PAGE TEXT START

ASSESSING ENGAGEMENT IN MIDDLE-INCOME COUNTRIES

Client
United Nations Population Fund
Faculty
Apltauer, Kathleen
Team
Rediet Teshome Demissie, Rachel E Gellert, Ani Minasyan, Hanmo Yang

The United Nations Population Fund (UNFPA) aims to deliver a world where every pregnancy is wanted, every childbirth is safe, and every young person's potential is fulfilled. To accomplish this, UNFPA works to ensure that all individuals, especially women and young people, can access high-quality sexual and reproductive healthcare services so that they can make informed and voluntary choices about their lives. UNFPA enlisted a Capstone team to explore how the UNFPA can enhance its engagement in middle-income countries (MICs) by establishing a new vision and path to Sustainable Development Goal targets. The team conducted desktop research, analyzed program data, interviewed UNFPA officials, and reviewed development strategies to provide recommendations for upstream policy and advocacy engagement in MICs. Rather than taking a universal approach, the team recommended that the UNFPA engage with each MIC differently, specifically by considering the political and cultural environment, to bring about targeted and effective changes. The project contributed to UNFPA's new strategic plan for 2018 - 2021.

PAGE TEXT END

WHAT TO DO: According to the project summary, why did the team recommend that UNFPA engage with each middle-income country differently? Answer in one to three sentences. Answer from the project summary alone.

EXCERPTED DATA START

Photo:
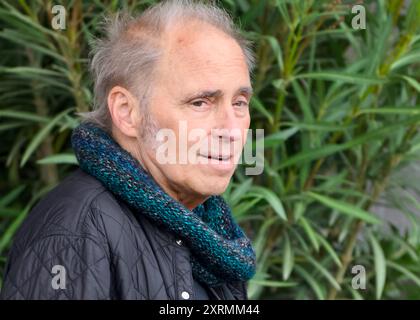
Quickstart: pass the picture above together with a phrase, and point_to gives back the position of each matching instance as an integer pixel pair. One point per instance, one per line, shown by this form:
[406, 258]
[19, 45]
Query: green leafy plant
[340, 110]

EXCERPTED DATA END

YOUR SOLUTION: The team recommended a country-by-country approach that considers each country's political and cultural environment. Its reason was that this approach would bring about targeted and effective changes, which a universal approach would not.